# Moving to Nerja!



## VikkiK (Jun 7, 2012)

Hi everyone, 

I am just after some advice and info from any of you who live out there in Nerja and surrounding areas...

My partner and I are planning to move out there in the next few months. We know the area as we have a rental apartment in Nerja but are looking to buy a house as a permanent residence.... We are looking in Nerja and Frigiliana.

What is the property market like realistically? Speaking with agents they say all is ok but we all know what's happening with the Euro! We may rent first until things settle down?... However, there does look like there are some good bargains to be had?!

I'd love to hear from any of you who have children at the local school/s... We have a four year old who would be starting school in September... Any recommendations?

Any local clubs anyone can recommend to meet new people?

Any experiences (good and bad!) Id like to hear!

Its a huge step for us but we're of the opinion that if we don't do it we will never know  We are renting out our house in England and my partner works off shore around the world so income wouldn't be a problem as he'd continue to do what he does now.

I look forward to hearing from you!!


----------



## Alcalaina (Aug 6, 2010)

Definitely rent first! There are certainly bargains to be had, but property prices are still falling. Also, if you are converting sterling to euros for the purchase, there's a good chance you'll get a better exchange rate in a year's time.


----------



## VikkiK (Jun 7, 2012)

Thank you for your reply...

Do you think they can fall much more?... 

We are coming over soon and going to have a good look around... 

Thanks again


----------



## Solwriter (Jan 10, 2012)

I live about 40 minutes drive from Nerja, across the mountains, so cannot comment on Nerja itself (apart from on my visits there I quite liked the place and people seemed friendly  ).
But Alcalaina is right.
Do rent first as property prices are still falling everywhere.

- [Requests]:
A. From the forum thread about moving to Nerja, return everything from "Thanks again" down to "still falling everywhere.".
B. In the forum thread about moving to Nerja, how far from Nerja does Solwriter live?
C. Continue the forum thread about moving to Nerja from its last post onward.

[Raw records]
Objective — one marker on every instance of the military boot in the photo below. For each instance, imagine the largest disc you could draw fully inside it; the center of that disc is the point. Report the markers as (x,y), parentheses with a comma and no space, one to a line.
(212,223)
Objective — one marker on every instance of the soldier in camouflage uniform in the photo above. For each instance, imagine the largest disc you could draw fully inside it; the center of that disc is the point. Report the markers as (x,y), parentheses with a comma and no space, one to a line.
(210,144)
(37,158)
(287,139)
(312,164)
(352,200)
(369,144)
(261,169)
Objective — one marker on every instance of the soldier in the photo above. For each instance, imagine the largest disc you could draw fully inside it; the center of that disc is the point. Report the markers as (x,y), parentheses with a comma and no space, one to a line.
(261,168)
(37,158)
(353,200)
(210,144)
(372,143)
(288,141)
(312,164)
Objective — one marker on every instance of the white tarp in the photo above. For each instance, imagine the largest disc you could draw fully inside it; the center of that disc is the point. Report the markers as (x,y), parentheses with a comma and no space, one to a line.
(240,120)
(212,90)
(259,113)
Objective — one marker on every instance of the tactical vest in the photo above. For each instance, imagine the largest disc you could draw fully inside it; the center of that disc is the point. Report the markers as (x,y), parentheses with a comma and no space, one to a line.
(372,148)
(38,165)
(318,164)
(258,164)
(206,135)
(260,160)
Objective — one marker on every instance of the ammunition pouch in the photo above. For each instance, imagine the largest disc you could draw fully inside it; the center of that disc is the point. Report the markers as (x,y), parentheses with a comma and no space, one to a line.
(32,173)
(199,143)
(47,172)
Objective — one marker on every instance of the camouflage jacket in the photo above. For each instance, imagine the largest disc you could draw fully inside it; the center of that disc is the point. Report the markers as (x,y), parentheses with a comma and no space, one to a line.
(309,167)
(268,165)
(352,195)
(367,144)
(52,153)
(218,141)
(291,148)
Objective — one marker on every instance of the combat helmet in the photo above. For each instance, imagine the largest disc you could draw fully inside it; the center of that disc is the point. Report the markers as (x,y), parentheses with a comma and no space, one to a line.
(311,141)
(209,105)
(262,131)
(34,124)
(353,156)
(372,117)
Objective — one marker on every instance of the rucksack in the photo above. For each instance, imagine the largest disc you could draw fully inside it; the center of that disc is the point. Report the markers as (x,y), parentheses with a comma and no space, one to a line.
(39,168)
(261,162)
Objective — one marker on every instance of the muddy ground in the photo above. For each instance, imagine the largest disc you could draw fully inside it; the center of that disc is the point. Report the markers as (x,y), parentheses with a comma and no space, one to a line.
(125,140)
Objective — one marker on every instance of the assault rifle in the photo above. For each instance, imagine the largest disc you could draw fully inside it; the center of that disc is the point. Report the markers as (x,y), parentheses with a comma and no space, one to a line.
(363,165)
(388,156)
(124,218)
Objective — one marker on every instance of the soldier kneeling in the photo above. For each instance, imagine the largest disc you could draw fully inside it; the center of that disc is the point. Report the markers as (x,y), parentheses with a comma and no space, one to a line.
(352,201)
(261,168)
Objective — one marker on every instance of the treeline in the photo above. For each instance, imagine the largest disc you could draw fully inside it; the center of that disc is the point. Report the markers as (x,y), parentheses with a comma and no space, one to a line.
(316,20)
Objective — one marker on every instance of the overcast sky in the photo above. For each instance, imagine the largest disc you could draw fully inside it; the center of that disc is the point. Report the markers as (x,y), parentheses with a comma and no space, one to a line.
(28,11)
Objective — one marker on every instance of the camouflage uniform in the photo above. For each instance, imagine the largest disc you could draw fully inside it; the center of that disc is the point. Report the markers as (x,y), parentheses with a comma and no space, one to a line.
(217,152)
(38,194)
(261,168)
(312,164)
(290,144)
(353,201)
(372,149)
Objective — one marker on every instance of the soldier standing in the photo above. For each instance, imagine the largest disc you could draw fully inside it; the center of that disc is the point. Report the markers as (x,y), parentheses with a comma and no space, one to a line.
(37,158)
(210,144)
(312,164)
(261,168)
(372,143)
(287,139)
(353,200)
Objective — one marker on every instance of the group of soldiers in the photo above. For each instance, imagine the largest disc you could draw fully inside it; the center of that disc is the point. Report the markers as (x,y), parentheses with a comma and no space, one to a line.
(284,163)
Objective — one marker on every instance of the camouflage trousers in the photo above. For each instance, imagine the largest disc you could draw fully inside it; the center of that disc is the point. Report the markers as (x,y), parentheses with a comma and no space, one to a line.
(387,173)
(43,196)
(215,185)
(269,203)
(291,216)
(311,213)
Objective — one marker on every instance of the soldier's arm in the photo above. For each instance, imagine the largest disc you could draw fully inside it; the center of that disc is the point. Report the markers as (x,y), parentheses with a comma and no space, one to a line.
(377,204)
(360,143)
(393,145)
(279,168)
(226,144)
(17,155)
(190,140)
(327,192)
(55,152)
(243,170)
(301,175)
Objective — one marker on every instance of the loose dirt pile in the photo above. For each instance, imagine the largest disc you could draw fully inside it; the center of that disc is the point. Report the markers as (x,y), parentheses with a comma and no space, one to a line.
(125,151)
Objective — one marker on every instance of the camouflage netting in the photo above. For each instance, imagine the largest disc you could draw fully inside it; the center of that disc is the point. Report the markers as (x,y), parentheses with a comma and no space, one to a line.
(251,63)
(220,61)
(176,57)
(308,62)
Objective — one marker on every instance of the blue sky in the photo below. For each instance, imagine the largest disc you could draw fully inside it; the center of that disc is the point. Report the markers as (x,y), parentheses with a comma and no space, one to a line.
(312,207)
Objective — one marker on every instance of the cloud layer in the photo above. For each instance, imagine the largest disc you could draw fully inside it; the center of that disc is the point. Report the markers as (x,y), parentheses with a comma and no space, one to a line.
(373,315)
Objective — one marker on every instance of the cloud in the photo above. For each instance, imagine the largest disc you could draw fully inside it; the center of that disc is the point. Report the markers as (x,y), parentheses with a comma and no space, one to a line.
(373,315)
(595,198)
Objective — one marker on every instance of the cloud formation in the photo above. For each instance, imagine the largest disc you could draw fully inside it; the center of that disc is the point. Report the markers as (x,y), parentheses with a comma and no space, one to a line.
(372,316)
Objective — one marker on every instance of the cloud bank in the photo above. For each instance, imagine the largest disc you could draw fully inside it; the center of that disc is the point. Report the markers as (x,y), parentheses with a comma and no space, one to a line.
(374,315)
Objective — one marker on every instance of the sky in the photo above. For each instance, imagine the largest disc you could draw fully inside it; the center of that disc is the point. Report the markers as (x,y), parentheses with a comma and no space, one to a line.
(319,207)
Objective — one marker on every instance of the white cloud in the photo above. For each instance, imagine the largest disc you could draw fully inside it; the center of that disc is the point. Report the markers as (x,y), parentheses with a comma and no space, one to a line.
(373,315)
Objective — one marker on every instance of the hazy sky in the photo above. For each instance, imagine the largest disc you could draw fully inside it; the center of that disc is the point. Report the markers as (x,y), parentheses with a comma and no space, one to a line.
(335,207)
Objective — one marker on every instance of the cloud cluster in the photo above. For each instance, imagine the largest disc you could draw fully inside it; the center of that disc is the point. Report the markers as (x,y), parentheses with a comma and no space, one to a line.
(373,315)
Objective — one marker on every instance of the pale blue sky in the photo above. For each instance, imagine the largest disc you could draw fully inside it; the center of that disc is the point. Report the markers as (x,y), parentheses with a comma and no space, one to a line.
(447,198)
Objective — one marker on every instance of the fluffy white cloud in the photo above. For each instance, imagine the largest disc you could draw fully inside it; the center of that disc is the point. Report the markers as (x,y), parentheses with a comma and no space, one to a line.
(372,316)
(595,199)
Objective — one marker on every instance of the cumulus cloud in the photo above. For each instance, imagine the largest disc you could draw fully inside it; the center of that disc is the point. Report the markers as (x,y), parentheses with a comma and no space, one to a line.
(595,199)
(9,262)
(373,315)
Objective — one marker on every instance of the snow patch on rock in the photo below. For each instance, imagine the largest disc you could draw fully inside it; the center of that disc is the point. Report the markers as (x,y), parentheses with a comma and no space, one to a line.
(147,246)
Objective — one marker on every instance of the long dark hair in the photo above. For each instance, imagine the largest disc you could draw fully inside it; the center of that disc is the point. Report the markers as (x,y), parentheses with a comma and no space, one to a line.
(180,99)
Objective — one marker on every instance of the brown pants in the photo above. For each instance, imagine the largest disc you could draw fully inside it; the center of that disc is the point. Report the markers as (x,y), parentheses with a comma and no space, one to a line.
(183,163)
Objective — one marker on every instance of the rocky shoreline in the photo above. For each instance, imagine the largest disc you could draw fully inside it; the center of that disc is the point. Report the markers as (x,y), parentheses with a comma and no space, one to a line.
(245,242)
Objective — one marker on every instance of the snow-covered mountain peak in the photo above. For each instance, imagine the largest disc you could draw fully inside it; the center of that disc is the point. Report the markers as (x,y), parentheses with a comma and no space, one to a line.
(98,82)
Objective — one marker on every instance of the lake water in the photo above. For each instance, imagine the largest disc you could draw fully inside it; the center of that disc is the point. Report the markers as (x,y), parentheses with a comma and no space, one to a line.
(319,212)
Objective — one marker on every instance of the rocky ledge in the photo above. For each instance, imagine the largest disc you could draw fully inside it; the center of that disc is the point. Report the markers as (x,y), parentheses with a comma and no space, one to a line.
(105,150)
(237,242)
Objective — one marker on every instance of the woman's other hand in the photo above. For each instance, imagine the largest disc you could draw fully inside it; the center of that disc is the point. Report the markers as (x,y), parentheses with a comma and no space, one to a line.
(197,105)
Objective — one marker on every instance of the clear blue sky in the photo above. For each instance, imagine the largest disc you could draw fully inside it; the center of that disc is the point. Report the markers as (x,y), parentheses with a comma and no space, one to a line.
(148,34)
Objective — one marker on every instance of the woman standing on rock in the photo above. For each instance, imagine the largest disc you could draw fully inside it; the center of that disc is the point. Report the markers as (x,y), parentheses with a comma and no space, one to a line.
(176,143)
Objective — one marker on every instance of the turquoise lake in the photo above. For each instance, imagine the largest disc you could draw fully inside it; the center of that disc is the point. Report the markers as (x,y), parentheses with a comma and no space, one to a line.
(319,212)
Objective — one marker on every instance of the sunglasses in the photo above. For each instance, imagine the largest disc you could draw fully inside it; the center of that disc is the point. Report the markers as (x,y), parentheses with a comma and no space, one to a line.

- [Exercise answers]:
A.
Thanks again


----------



## Solwriter (Jan 10, 2012)

I live about 40 minutes drive from Nerja, across the mountains, so cannot comment on Nerja itself (apart from on my visits there I quite liked the place and people seemed friendly  ).
But Alcalaina is right.
Do rent first as property prices are still falling everywhere.

B. About 40 minutes' drive from Nerja, across the mountains.

C.
Not only that, but this will give you time to get to know the area and the type of property for sale at local level, rather than simply on an estate agents web page. You are much more likely to get a property at a good price and in good condition this way.

Another good reason for renting is that at the moment you may well be able to find a very good property at a low rent. Probably a much better property than you could afford to buy.


----------



## jojo (Sep 20, 2007)

I stayed in Nerja on and off over the winter and I really like it. I dont know about schools etc, but its a friendly and nice town. Thrax on here lives in Friggers and has a young son, so he may have some advice when he's next about

jo xxx


----------



## Soy guiri (Dec 4, 2010)

I am in Adra, so a hour along the coast, but take a look at theses current properties for sale to get the idea, hope its all good for you.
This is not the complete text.